SHORT TASK: Copy every line of the items below, the requests included, and offset each coordinate in the answers by -126.

####

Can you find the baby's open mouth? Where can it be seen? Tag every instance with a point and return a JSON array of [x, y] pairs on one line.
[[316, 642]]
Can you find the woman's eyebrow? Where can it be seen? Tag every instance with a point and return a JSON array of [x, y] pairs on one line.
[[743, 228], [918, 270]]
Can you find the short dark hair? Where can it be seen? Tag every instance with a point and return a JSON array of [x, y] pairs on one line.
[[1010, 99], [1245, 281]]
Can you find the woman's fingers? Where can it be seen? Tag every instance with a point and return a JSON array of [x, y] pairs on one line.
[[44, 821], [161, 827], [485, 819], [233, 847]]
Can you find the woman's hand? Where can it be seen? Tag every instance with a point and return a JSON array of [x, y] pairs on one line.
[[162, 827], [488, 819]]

####

SOLUTION BELOW:
Can you find the baby's open mouth? Where can it be seen? Tag every instance with a point and return a JSON array of [x, y] pairs on one line.
[[190, 516]]
Can you find the woman's eyebrow? Where can it be seen? Tag every instance with a point and return a JSON array of [x, y] pairs on one line.
[[617, 102], [792, 144]]
Can you find the short dark hair? Where can it be seen? Tag every instance with a point and return a JSON array of [x, y] pairs on one line.
[[884, -27], [1119, 155]]
Can you find the woman's fingers? Where can it be seen? Tag every instance with a point and return a JSON array of [x, y] pairs on one line.
[[-82, 695], [35, 701], [359, 693], [107, 721]]
Can you find the woman's hand? Where can it be seen? Tag every instance with a point and return a JSON array of [x, y] pairs on one line.
[[36, 701], [362, 693]]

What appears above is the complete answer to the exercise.